PASSAGE SHOWN:

Brain fitness which creates and maintains new pathways in the brain can be accomplished while learning to play the piano. Our brain likes repetition and patterns which are inherent in the study of a musical instrument, especially the piano.
Oliver Sacks, internationally known physician, professor and neuroscientist, was a proponent of keeping our brain fit. He believed music had a strong effect on the entire brain. He said that playing a musical instrument, whether you learned as a child or adult, has added benefits. Language is strengthened, enhanced, and the diminishing function associated with aging can be slowed.
“The inexpressible depth of music, so easy to understand and yet so inexplicable, is due to the fact that it reproduces all the emotions of our innermost being, but entirely without reality and remote from its pain...Music expresses only the quintessence of life and of its events, never these themselves.”
― Oliver Sacks, Musicophilia: Tales of Music and the Brain
I highly recommend reading his book Musicophilia which cites many case studies on the effects music has played on people's lives.
In the book, Your Brain on Music: The Science of a Human Obsession, Daniel Levitan, neuroscientist and musician, said that the entire brain is used when listening to or performing music. He did many studies on people by using PET scanners to discover this information. Contrary to past belief, new pathways are being created to replace those that do not work.
The piano/keyboard is one of the best musical instruments to begin studying to aid in brain fitness and to keep your mind active.
Pattens are easy to see. Half and whole steps, essential music building blocks, are obvious on the piano keys.
Steven Aldrich in his Posit Science article on August 18, 2010 said, "Music is a fundamental and universal means of expression. The ability to recognize rhythm and melody is a core function in all of our brains that can be traced back before speech. From an evolutionary standpoint, music precedes language. Our brains are wired to respond to music and we respond at multiple levels, from basic recognition of tones and timing to deeper recognition of melody and finally emotional responses based on the music itself or memories connected to the music...and how jazz improvisation changes your brain."

ASSIGNMENT 1: Copy the part of the piano and brain fitness text that begins at the words "Oliver Sacks, internationally" and ends after "on people's lives.", replacing "physician" with "doctor".
ASSIGNMENT 2: In the piano and brain fitness text, what did Daniel Levitan use in his studies on people?
The rows are not needed for anything here.

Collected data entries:

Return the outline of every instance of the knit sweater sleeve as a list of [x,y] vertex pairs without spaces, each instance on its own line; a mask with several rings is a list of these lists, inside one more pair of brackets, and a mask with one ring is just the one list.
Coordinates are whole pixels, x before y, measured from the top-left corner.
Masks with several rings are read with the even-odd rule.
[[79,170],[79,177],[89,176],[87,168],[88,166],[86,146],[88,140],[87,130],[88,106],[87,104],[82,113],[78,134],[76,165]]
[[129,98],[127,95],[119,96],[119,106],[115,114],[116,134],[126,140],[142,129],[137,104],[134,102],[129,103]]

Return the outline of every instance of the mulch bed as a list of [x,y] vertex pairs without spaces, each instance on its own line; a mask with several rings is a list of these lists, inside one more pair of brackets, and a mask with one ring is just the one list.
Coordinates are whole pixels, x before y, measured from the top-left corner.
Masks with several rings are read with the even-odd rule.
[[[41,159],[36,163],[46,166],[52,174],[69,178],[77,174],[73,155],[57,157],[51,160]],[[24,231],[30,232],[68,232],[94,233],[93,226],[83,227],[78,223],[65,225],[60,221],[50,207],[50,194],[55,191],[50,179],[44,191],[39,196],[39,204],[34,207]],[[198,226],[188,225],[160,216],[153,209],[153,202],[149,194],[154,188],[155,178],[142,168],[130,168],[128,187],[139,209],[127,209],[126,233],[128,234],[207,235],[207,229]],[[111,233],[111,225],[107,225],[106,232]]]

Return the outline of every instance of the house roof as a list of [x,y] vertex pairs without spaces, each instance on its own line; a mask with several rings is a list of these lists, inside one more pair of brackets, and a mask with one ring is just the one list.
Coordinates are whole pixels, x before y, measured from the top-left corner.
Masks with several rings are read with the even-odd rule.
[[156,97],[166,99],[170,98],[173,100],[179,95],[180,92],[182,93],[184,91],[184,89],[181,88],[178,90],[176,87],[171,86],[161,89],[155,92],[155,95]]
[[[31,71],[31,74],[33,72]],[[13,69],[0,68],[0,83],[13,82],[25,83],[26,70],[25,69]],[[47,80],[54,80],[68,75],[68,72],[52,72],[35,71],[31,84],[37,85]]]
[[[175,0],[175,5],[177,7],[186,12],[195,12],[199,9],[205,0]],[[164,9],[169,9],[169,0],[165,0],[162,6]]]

FINAL ANSWER 1:
Oliver Sacks, internationally known doctor, professor and neuroscientist, was a proponent of keeping our brain fit. He believed music had a strong effect on the entire brain. He said that playing a musical instrument, whether you learned as a child or adult, has added benefits. Language is strengthened, enhanced, and the diminishing function associated with aging can be slowed.
“The inexpressible depth of music, so easy to understand and yet so inexplicable, is due to the fact that it reproduces all the emotions of our innermost being, but entirely without reality and remote from its pain...Music expresses only the quintessence of life and of its events, never these themselves.”
― Oliver Sacks, Musicophilia: Tales of Music and the Brain
I highly recommend reading his book Musicophilia which cites many case studies on the effects music has played on people's lives.

FINAL ANSWER 2: PET scanners.